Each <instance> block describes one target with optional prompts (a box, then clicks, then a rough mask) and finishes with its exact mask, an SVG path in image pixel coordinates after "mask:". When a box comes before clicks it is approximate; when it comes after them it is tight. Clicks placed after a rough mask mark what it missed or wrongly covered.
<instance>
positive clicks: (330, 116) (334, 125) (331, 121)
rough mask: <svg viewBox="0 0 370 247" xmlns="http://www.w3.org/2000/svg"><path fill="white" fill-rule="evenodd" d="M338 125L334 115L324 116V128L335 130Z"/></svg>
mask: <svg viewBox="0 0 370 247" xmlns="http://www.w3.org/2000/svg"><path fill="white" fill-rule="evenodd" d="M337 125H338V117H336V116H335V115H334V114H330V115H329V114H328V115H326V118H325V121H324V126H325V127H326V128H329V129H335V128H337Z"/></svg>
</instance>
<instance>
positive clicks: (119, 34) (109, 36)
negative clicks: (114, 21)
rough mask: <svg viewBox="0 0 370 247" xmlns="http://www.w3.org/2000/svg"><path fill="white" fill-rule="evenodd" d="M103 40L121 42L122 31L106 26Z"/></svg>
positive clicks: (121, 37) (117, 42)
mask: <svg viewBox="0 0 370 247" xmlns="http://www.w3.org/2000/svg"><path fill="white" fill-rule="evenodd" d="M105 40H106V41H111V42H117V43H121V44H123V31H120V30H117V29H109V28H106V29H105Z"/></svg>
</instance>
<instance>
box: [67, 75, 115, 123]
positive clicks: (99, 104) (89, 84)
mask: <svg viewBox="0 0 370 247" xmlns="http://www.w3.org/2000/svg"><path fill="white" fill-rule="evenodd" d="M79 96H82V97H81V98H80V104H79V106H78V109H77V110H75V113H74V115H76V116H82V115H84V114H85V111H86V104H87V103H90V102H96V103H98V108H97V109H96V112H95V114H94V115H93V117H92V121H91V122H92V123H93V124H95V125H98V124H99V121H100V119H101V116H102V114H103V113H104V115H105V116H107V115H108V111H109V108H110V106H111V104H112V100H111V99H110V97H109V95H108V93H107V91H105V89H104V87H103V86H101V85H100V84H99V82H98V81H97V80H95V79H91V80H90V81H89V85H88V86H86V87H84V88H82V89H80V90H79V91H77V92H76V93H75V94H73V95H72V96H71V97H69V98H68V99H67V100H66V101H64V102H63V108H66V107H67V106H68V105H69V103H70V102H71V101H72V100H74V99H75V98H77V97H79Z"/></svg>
* * *
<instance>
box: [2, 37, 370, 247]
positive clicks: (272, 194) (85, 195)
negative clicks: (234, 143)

- **PROBLEM TO WORK ON**
The count of lines above that contain "negative" is all that should be given.

- **RESPONSE BOX**
2